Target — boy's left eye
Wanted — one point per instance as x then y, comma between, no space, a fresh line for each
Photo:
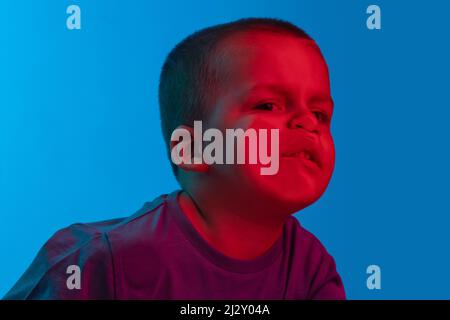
322,117
267,106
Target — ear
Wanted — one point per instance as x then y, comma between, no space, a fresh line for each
181,147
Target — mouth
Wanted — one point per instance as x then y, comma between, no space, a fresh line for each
304,155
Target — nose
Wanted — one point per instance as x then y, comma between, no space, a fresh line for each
305,121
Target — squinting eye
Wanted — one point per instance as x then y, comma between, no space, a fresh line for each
322,117
265,106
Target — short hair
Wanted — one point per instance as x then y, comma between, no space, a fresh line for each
188,82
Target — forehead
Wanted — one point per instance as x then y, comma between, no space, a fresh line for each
255,58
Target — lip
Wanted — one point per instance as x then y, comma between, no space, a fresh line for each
309,156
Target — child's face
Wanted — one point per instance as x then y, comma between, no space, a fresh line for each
276,81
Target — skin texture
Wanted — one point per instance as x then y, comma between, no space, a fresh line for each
270,80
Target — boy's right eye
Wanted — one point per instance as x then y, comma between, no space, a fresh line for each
267,106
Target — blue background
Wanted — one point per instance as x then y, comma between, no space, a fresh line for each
80,138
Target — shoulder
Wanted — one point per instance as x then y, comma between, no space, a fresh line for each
89,247
321,278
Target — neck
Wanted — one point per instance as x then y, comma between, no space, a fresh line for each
240,234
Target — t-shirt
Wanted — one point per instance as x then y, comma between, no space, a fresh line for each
156,253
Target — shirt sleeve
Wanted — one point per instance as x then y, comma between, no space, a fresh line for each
75,263
326,283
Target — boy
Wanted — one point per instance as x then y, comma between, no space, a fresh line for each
################
## WHAT YOU ARE ASKED TO DO
Of the entries above, transcribe exactly those lines that fall between the line containing "Target — squinting eye" and the line containing "Target — forehead", together with those two lines.

## TASK RESULT
Target — squinting eye
Wanted — one point per instance as x then y, comma between, no space, a fresh line for each
322,117
265,106
Target — short hair
Wanted — one point per instance as x then y, comma between, no space, a fresh line for each
188,82
Target — forehead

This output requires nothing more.